__Document section__:

## START

I’m a sucker for the old Universal movie monsters. I love them all. When I heard Universal wanted to get into the shared universe game with their classic horror characters, I howled in delight. They’re calling it Dark Universe and plan to release new, connected films featuring the Creature from the Black Lagoon, Van Helsing, Wolf Man, Bride of Frankenstein, Frankenstein, Dracula, the Invisible Man, the Hunchback of Notre Dame, and the Phantom of the Opera.
Their first outing? The Mummy, starring Tom Cruise.
I had very serious concerns walking into The Mummy because it was not doing well at all on Rotten Tomatoes. I tend not to put too much stock in reviews if I want to see the movie badly enough, but my concern regarded the future of my other Dark Universe movies. I worried that if The Mummy floundered, Universal would abandon the Dark Universe initiative and I wouldn’t get to see my Invisible Man, Creature from the Black Lagoon, and Bride of Frankenstein. After all, this is exactly what happened with King Arthur: Legend Of the Sword. (Yes, I’m still made about that.)

## END

__Items__:
## START

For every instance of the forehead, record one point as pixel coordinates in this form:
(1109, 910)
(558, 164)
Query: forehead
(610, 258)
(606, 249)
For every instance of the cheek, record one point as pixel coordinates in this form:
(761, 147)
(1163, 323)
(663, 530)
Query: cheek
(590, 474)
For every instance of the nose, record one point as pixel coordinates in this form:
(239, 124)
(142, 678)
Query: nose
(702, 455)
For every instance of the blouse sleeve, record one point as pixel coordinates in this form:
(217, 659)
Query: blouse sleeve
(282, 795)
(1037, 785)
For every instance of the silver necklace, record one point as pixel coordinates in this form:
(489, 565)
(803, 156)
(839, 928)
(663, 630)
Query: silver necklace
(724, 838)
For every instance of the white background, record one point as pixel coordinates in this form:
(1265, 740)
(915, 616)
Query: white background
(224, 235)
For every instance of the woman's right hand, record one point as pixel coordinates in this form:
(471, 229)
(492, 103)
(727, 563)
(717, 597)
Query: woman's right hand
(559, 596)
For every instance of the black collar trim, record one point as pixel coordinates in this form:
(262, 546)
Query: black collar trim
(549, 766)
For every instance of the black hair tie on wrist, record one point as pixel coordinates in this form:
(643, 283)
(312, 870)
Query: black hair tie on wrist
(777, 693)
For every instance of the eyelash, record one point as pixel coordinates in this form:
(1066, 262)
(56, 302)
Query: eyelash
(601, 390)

## END
## START

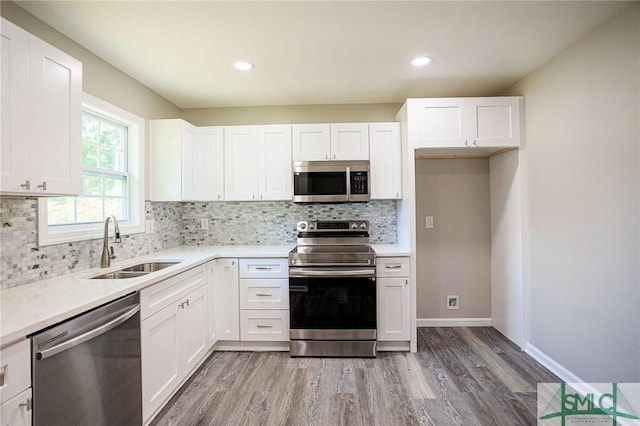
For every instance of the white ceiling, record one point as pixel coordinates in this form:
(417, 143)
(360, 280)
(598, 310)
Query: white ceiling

## END

__Challenge A__:
In the movie review, swap "The Mummy" for "Dracula" and give back everything from "Their first outing?" down to "made about that.)".
__Challenge B__:
According to the movie review, who stars in Universal's first Dark Universe film?

__Solution A__:
Their first outing? Dracula, starring Tom Cruise.
I had very serious concerns walking into Dracula because it was not doing well at all on Rotten Tomatoes. I tend not to put too much stock in reviews if I want to see the movie badly enough, but my concern regarded the future of my other Dark Universe movies. I worried that if Dracula floundered, Universal would abandon the Dark Universe initiative and I wouldn’t get to see my Invisible Man, Creature from the Black Lagoon, and Bride of Frankenstein. After all, this is exactly what happened with King Arthur: Legend Of the Sword. (Yes, I’m still made about that.)

__Solution B__:
Tom Cruise